§ TAREA BREVE A:
Responde estas preguntas a partir del texto sobre la lengua en América Latina:
(i) ¿A qué usos van relegándose las variedades lingüísticas?
(ii) ¿Qué surge como estructura colectiva que anhela construir sus propias torres de Babel?
(iii) ¿Qué nombre dio Ángel Rama a la situación originada por el desfase lingüístico de la época colonial?
§ TAREA BREVE B: Escribe un párrafo breve que prosiga el texto sobre la lengua en América Latina justo después de su última oración.

§ TEXTO PROPORCIONADO:
----------

Pocas cosas definen y condicionan tanto a un grupo humano como su lengua. Cualquier agrupamiento social que pretenda ordenar sus normas, costumbres y rituales debe proponer estandarizar convencionalmente una lengua unitaria de “uso oficial”. Por eso, los dialectos o la multiplicidad de las lenguas amenazan los intentos del poder establecido por lograr homogeneizar este proceso. Los estados nacionales surgen como estructuras colectivas que anhelan, entre muchas cosas, construir sus propias torres de Babel. Las variedades lingüísticas van relegándose a los usos privados o residuales. El sistema educativo y los procesos de articulación de normas comunes conducen a la preeminencia no sólo de una lengua unívoca, sino de un uso particular y normado de esa lengua como forma visible del discurso oficial. Este proceso común a todas las culturas humanas tuvo sus peculiaridades en América Latina. Ángel Rama ha descrito con mucha perspicacia el desfase lingüístico que existía en tiempos de la América española colonial entre la lengua oficial de la metrópoli y las realidades lingüísticas cotidianas del “nuevo mundo”. Este desfase quedaba de manifiesto en el contraste “entre la minuciosidad descriptiva de las leyes y códigos y la anárquica confusión de la sociedad sobre la cual legislaban” y dio origen a lo que Rama llamó la diglosia del latinoamericano culto, que quedó a merced de la consciencia de este doble uso de la lengua: lenguaje académico ajeno o jerga provinciana cercana y popular. Esa situación produjo una especie de “malestar” en el escritor latinoamericano durante los siglos siguientes, que siempre se ha visto en la disyuntiva de tener que optar entre un idioma escrito o un habla. No es que sea una peculiaridad latinoamericana, pero en pocos lugares este hecho ha sido tan literariamente fecundo.

----------

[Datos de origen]
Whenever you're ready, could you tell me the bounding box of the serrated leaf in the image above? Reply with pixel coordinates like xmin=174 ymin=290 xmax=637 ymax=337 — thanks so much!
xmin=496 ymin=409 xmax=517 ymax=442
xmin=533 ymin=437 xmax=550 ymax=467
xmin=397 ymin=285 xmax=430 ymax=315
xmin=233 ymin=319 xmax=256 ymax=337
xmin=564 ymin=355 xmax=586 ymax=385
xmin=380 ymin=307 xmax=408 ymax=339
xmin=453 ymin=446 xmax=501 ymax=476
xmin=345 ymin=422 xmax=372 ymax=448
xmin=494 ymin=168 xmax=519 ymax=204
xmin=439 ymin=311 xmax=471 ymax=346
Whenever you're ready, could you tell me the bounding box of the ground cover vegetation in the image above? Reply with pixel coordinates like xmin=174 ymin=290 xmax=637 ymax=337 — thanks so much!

----------

§ RESPUESTA A:
(i) A los usos privados o residuales.
(ii) Los estados nacionales.
(iii) La diglosia del latinoamericano culto.

§ RESPUESTA B:
La forma más ingeniosa, sugerente y adecuada de tratar el asunto es precisamente desde el ámbito de la ficción. Y dentro de esta, resulta muy provocadora la continua creación de lenguas imaginarias en nuestra literatura, puesto que el acto de imaginar nuestra refundación debe empezar por imaginar el proceso de origen –épico, mítico, ético– de una nueva lengua. ¿Pero desde dónde hacerlo? ¿Cómo crear una nueva lengua sin los soportes gramaticales, sintácticos, morfológicos y culturales que ya tenemos? ¿No es esta utopía la mayor de las provocaciones irónicas? ¿O nos brinda la fantasía de un nuevo comienzo como forma de consuelo frente a nuestras dificultades expresivas? La literatura siempre logra ingeniárselas para que todas estas preguntas prevalezcan con la hondura precisa. Cada propuesta de lenguas imaginarias contiene a su vez una poética, es decir, una teoría nueva sobre el quehacer literario; pero también plantea la espinosa cuestión política de los procesos de legitimación de un estilo oficial como fundamento y material cohesionador de los estados nacionales. Además, ofrecen también una profunda meditación sobre nuestra historia social y cultural. Al final, la única forma de expresar esta ansiedad es a través del juego y de la ironía burlesca, que esconden en el fondo una dramática nostalgia.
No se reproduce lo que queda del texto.